══ SUPPLIED MATERIAL

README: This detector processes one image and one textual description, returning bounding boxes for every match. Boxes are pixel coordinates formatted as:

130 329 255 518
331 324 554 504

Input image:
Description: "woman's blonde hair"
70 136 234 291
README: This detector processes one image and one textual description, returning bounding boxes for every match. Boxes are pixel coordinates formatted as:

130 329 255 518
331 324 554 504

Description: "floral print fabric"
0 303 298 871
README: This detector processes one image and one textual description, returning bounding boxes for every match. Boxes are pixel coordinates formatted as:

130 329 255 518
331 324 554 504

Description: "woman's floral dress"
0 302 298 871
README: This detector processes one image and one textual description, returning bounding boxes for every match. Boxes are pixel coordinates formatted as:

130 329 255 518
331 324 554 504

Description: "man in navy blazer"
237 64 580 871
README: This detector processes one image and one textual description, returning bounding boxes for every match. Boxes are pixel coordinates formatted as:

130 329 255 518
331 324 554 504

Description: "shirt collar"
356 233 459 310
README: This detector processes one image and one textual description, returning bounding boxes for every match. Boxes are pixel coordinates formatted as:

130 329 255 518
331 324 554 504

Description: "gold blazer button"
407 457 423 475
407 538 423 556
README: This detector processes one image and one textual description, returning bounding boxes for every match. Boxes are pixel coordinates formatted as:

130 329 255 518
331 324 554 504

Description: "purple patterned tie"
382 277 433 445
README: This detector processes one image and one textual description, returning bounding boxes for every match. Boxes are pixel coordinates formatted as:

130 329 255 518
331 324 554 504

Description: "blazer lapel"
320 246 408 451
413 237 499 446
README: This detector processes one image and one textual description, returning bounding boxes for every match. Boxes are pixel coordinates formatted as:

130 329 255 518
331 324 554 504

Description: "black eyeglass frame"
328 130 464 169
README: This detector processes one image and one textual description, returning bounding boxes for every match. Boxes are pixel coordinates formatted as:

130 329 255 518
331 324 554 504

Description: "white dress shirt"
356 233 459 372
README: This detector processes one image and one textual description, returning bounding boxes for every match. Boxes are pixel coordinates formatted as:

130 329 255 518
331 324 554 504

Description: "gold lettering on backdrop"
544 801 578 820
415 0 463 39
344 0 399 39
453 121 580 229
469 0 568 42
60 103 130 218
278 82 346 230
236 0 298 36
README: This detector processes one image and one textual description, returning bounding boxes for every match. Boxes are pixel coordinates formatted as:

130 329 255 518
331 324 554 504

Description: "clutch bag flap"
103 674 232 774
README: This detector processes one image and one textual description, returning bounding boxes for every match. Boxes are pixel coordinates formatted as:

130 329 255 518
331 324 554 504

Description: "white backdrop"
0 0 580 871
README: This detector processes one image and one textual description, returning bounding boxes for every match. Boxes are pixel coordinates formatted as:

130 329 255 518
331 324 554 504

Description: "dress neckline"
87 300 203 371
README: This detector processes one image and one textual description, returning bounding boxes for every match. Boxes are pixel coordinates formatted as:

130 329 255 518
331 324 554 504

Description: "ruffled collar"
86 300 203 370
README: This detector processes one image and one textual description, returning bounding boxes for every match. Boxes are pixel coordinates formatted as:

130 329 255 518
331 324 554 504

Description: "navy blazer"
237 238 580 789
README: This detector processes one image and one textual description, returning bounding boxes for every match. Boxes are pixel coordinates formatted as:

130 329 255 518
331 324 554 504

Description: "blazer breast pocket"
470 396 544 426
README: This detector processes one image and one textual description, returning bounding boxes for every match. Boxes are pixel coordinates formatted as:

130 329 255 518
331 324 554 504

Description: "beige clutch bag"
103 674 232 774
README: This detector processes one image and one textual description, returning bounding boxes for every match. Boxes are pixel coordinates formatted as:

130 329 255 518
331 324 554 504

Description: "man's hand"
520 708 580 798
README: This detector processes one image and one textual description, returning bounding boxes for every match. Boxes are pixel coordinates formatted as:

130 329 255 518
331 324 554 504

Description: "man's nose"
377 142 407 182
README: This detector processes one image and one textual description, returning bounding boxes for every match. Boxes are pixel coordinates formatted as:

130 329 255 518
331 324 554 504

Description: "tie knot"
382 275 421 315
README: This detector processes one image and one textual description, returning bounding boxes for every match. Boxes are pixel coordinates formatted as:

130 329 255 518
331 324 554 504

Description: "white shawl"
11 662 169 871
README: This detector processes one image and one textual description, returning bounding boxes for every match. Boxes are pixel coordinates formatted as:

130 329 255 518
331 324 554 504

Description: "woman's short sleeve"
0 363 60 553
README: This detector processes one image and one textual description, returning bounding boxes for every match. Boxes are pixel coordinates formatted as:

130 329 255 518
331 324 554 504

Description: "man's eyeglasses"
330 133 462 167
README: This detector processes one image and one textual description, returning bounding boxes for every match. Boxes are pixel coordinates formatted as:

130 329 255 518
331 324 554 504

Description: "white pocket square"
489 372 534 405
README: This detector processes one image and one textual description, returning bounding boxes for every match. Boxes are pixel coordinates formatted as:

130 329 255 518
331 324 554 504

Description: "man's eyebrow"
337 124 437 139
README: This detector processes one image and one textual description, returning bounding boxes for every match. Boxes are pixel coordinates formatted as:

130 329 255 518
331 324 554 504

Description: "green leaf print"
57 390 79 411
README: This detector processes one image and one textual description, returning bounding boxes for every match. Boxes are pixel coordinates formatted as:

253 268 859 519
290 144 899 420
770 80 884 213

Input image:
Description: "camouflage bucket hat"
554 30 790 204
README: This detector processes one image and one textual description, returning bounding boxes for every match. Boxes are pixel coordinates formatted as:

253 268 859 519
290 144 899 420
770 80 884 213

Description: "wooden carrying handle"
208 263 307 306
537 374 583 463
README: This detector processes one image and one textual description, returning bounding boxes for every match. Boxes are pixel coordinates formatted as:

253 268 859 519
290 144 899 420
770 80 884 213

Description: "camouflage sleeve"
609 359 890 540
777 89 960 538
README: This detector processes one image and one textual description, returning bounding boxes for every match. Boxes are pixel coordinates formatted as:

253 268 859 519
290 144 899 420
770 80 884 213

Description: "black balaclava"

════

**SET PROBLEM**
Reproduce the data in full from its beginning through the line containing "0 302 298 871", including both of those lines. In the answer boxes only, multiply each coordinate by 1.15 and round it to a whole number, with halves rounded up; leave the sample coordinates that follow each README line unchanged.

**CORRECT OUTPUT**
README: This detector processes one image and one textual description, returning bounding boxes for every match. Boxes are pixel coordinates formatted as:

130 329 255 518
331 324 554 504

Input image:
Description: "woman's blonde hair"
81 156 269 335
README: This detector processes one image and one textual description, returning bounding boxes for every match. Boxes are pixel coordinates formatted as:

130 329 255 518
331 324 554 504

Description: "floral print fabric"
0 348 343 1002
README: This detector processes one image and one textual description, returning bounding boxes for every match. Boxes are pixel coordinates formatted as:

130 329 255 518
331 324 554 504

Description: "woman's floral dress"
0 347 343 1002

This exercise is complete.